**Excerpt**
A glimpse into UCSD's future

    Flash forward to the year 2030. Not “”two thousand and thirty,”” but “”twenty-thirty.”” Fewer syllables, sounds cooler. Let’s move on.

    Under continual pressure to expand funding to the sciences under increasing budget pressure, UCSD has axed other programs left and right. Scrambling for funding, all humanities and social sciences departments make a desperate bid for survival. Some seek protection under the communication department’s umbrella group.

    Due to the large payments of protection money from the growing Greek system, communication is able to weather the storm untouched. For frat boys and other genetic accidents of the nouveau-riche, communications is the only major that can offer the sort of uncritical grading environment needed for proper esteem development. As such, it has become a budgetary sacred cow.

**Exercise data**

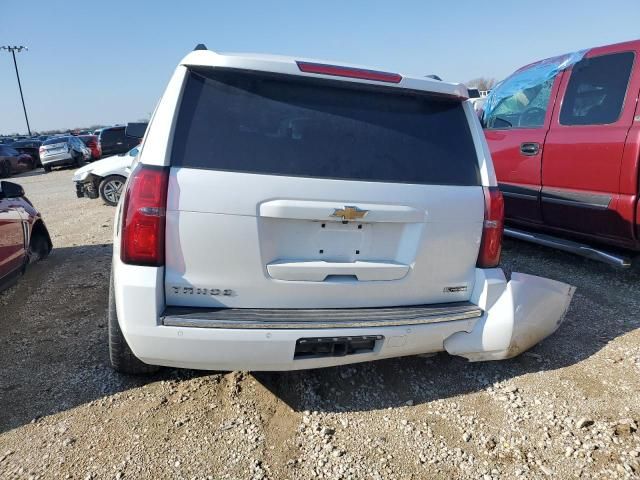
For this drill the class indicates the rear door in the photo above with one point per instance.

**Work required**
Reproduce word for word the part of the piece on UCSD's future from "A glimpse into" to "department’s umbrella group.".

**Answer space**
A glimpse into UCSD's future

    Flash forward to the year 2030. Not “”two thousand and thirty,”” but “”twenty-thirty.”” Fewer syllables, sounds cooler. Let’s move on.

    Under continual pressure to expand funding to the sciences under increasing budget pressure, UCSD has axed other programs left and right. Scrambling for funding, all humanities and social sciences departments make a desperate bid for survival. Some seek protection under the communication department’s umbrella group.